▶ How to complete this task
Because the pictures are not wanted, give back only the exact text of every entry below.

***

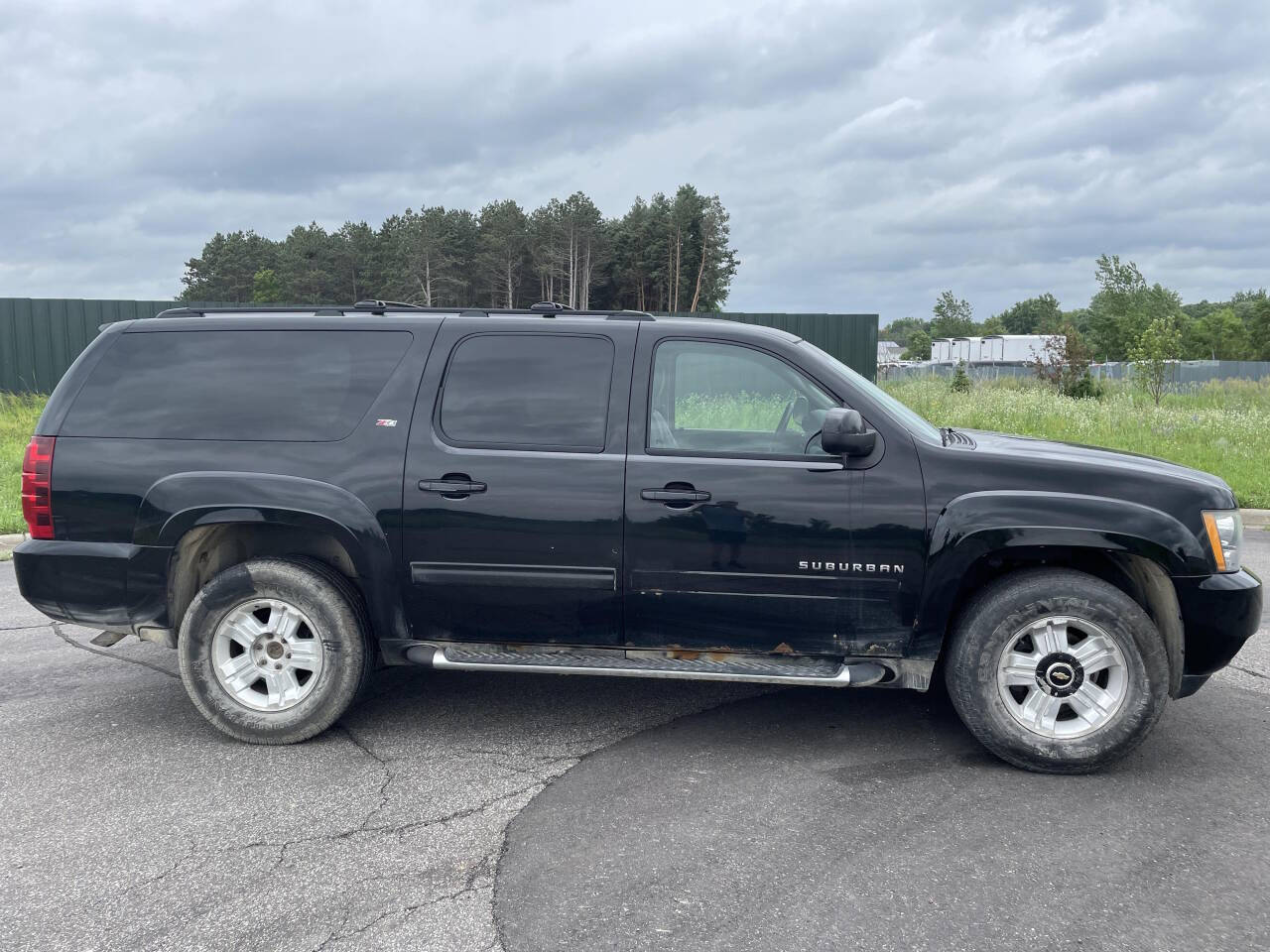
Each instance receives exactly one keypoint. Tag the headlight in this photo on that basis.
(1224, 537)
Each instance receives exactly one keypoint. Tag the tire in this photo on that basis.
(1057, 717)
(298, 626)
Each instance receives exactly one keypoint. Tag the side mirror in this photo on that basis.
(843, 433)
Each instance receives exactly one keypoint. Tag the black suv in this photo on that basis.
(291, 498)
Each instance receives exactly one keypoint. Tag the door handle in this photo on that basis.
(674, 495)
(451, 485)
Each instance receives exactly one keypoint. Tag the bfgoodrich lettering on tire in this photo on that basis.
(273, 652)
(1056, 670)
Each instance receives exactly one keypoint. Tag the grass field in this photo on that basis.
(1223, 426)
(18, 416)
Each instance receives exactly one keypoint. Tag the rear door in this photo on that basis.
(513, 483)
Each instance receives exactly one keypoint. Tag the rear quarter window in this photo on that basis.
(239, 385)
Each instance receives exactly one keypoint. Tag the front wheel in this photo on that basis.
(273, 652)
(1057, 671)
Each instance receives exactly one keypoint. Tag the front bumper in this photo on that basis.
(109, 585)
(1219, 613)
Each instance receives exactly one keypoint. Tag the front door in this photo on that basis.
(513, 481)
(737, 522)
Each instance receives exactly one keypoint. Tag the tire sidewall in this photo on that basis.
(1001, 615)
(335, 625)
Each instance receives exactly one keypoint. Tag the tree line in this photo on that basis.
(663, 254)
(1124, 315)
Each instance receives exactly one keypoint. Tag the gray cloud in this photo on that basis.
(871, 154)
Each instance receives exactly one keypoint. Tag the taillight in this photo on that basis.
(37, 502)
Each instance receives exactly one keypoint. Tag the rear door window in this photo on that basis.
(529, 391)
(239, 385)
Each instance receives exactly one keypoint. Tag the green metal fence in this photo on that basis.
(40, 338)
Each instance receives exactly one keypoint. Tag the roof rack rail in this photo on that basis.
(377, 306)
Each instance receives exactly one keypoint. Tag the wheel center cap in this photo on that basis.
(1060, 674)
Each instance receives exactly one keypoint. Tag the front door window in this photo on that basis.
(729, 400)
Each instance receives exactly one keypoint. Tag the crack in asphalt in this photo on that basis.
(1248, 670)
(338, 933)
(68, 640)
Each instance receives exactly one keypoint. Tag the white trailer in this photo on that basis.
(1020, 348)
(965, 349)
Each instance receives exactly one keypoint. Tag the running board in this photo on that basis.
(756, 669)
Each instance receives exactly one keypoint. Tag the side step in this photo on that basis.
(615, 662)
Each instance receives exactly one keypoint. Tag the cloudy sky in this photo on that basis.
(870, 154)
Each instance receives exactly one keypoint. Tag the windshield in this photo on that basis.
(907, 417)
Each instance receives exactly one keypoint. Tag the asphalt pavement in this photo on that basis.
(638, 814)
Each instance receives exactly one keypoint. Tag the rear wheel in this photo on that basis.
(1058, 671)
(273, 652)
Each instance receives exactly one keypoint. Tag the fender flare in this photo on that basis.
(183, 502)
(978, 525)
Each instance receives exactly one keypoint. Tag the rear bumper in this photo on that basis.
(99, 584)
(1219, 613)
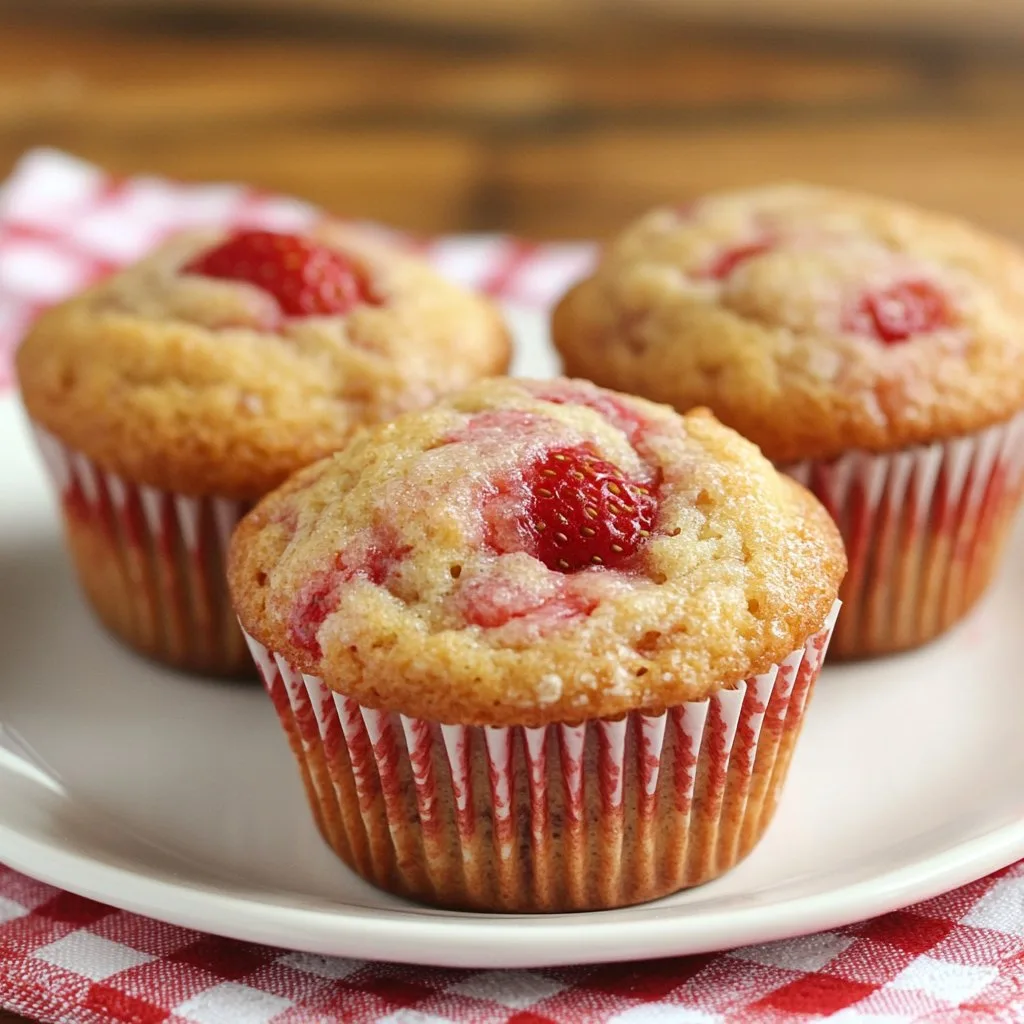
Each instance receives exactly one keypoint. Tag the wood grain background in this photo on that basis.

***

▶ Exercise result
Each instance receives exactly one keypoint. Tag the headlight in this photo on that basis.
(1224, 537)
Each instance receives exactly one keypoint. Tag the tire in this photo on that basis.
(1057, 717)
(298, 626)
Each instance receives exactly one keypoint. Tag the side mirror in this photo on that basis.
(843, 433)
Each instance receives exactly one keypoint. Tag the black suv in this photo on that basis.
(291, 498)
Each instance receives exactly one keypoint. Tag the door handle in this photo on that basis.
(674, 495)
(451, 485)
Each instance receives exactly one keypoint. Tag the bfgoodrich lettering on tire in this photo on that basis.
(273, 652)
(1056, 670)
Each instance receives exactly one keypoint. Tag the grass field in this photo on that basis.
(1223, 426)
(18, 416)
Each instance receives exactly one keypoint. Tag the rear door in this photo on that basis.
(513, 483)
Each instance receives exactly one keypoint. Tag the rear quarter window in this photo on that basis.
(239, 385)
Each instance receives exactly one keypoint. Tag the front wheel in this photo on that basis.
(273, 652)
(1057, 671)
Each instance receives exactly one keypoint. Tag the front bumper in this photo on that basis.
(109, 585)
(1219, 613)
Each instance receives exactly one keypoint. Tag the front door in this photo on that basis.
(513, 481)
(737, 522)
Each instance receives exactly one keypoint. Tag the tire sidewall in this photo on that basis.
(1001, 615)
(335, 625)
Each instance receives exactly one keypoint. Tag the tree line in this photo on that basis.
(663, 254)
(1124, 315)
Each instance receives exactly one keypoint. Tag the gray cloud in this photo on that basis.
(871, 154)
Each instance receives exactly one keypoint. Tag the taillight in this photo on that basis.
(37, 502)
Each instance receives exactly one keypoint. Tag the rear door window in this photo on that basis.
(529, 391)
(239, 385)
Each instance receives exactly one keypoint. Tag the green metal fence in this photo on that basis.
(40, 338)
Each instance receives exactly one keypoint. Tag the roof rack rail in this photo on that basis.
(377, 306)
Each instance receives exactly one keypoint. Tag the wheel center cap in this photo on that basis.
(1060, 674)
Each instance receives exactly one keypoint. Tag the front door window in this photo on that basis.
(729, 400)
Each instance receives exactly one keypoint. Tag the crack in asphalt in this photo on that basis.
(1248, 670)
(338, 933)
(68, 640)
Each instance receives exactly one keypoint. Tag the white trailer in this photo on that basis.
(1020, 348)
(965, 349)
Each instance receives exactly one keypoint. Tag the running board in this photo on that basis.
(756, 669)
Each instance receives exactly one keypoint. Tag the side step in this photo on that basis.
(615, 662)
Each instance receives exactly one keypoint. Tag the cloudy sky in this photo on that basis.
(870, 154)
Each instance receives exactly one keypoint. Tag the windshield in this photo on that basis.
(907, 417)
Each instance receives exactly one keypoint. Tag the asphalt pavement in this photo on that basis.
(638, 814)
Each instance receives exactly one keypoint. Tag the rear wheel in this photo on that basis.
(1058, 671)
(273, 652)
Each instance receives exactly one keypoint. Tag the fender flare in this photo on that basis.
(183, 502)
(978, 525)
Each instance receives exactly one keypoint. Tag the rear bumper in this photo on that basis.
(99, 584)
(1219, 613)
Each instance receives exactly one keypoint. Tag the wood grain background in this photo on that basis.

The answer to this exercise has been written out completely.